## Written problem
In the text on protesting tax reassessments, what recommendation is made about citizens' committees?

## Text shown
▬▬▬▬▬▬

A good deal of reassessment and litigation can probably be avoided if the tax administration will publish its interpretations of the substantive provisions of the tax laws. This can properly be done, however, only as the skill and experience of the tax administrators grows.
Right of Taxpayer to Protest the Reassessment
The income taxpayer has two chief complaints against the present method of allowing him to protest a reassessment: first, he must pay the tax before he is allowed to appeal to a higher administrative agency or to the courts; and second, his protest is commonly made to the same tax official who made the reassessment and who is, therefore, (as the taxpayer sees it) not likely to listen sympathetically and disinterestedly.
Where a tax system is well establishment and functioning properly in a stabilized economy, the first rule is far too strict. Taxpayers should be able to protect themselves from improper or arbitrary action of examining agents by having the right to appeal without payment of the proposed tax where the reassessment is considered illegal or improper. The Government is adequately protected because taxpayers are required to pay, if the tax is finally determined to be correct, an interest rate that is slightly higher than the normal commercial rate. Also, appeal usually entails extra personal expense. In the United States, these have generally operated as a sufficiently deterrent force to prevent frivolous appeals. But those factors are not now present in Japan; in time they should exist. Until they do, however, it is necessary to continue the present procedure, which require the payment of the tax before an appeal is allowed to a higher administrative agency or to the courts. But the tax office should have the power to postpone payment in cases of genuine hardship. General allowance of appeals by taxpayers without payment of tax should be kept constantly in mind, however, as a long-range objective of the Japanese system.
If the taxpayer and the official who reassessed his return cannot agree, after informal conference, he should be allowed to carry his case to a special Conference Group within the tax office or attached to a prefectural group of national tax offices. Further appeal to a Conference Group in the Regional Tax Office should be allowed in certain cases. At present there is, in principle, a right of appeal to the Regional office, but our general impression is that few taxpayers have thought it worthwhile to press their cases this far.
Dissatisfaction with the present system has given rise to a number of proposals for citizens' committees to settle disputes between the taxpayer and the official who made the reassessment. If there could be no expectation of improvement within the tax office, such committees would be useful. The problem is, however, that once such committees are set up, there is no longer much pressure for improvement of the protest mechanism within the tax offices. The committees would tend to perpetuate the very difficulties that brought them into existence. And no matter how carefully they were chosen, they could never do as good a job in this highly technical field of income taxation as could a well developed system of Conference Groups. Moreover, there is always the danger that the committees might get into the hands of persons who would try to use them for their own ends. We, therefore, recommend that citizens' committees be not introduced into the system of income tax administration.

▬▬▬▬▬▬

Stored items

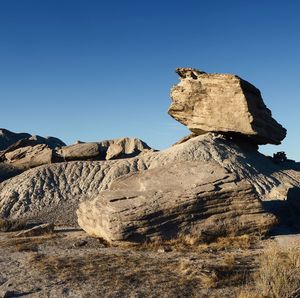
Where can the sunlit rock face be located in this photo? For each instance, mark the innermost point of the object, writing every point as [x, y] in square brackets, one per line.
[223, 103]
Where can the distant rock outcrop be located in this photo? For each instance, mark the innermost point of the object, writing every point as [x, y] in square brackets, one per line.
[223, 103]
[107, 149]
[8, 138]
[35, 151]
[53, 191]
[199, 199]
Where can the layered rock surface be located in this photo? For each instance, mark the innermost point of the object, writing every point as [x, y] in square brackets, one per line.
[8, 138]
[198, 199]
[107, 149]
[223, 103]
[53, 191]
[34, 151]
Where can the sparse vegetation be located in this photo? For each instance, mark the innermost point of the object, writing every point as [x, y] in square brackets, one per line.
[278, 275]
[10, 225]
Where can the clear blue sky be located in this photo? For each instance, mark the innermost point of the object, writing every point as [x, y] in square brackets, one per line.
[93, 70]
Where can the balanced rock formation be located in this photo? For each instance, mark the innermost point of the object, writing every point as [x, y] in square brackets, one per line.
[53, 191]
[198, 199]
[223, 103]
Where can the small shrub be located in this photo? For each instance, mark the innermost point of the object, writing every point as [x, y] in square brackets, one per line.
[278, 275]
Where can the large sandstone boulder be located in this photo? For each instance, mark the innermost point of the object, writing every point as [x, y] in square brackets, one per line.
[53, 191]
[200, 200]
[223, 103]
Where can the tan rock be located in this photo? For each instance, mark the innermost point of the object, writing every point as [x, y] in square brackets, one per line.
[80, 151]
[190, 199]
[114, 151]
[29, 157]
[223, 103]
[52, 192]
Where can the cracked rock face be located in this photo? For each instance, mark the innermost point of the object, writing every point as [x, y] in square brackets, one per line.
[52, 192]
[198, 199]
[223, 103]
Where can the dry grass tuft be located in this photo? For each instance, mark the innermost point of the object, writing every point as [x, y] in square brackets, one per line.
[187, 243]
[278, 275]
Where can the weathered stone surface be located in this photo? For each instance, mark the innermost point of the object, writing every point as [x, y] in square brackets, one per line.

▬▬▬▬▬▬

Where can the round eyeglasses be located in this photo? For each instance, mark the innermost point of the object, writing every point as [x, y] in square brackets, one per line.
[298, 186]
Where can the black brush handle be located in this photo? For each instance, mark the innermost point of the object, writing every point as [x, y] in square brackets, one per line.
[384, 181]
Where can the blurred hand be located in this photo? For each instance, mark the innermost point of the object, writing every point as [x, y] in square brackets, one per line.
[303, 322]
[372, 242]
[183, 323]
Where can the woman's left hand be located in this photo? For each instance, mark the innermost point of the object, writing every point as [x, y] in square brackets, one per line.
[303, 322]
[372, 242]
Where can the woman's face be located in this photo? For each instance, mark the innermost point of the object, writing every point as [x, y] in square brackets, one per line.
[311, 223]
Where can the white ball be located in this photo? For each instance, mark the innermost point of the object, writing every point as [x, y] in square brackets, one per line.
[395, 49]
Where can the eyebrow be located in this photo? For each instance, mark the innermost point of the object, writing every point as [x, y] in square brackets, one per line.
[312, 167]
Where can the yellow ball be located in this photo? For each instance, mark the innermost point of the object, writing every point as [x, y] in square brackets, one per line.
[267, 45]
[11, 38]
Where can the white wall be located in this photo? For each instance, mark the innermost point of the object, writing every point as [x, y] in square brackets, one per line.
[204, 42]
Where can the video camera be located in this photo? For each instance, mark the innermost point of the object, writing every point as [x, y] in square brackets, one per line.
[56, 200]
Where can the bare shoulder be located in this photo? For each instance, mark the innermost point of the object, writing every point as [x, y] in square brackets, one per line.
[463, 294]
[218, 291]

▬▬▬▬▬▬

## Full response
It recommends that citizens' committees not be introduced into the system of income tax administration.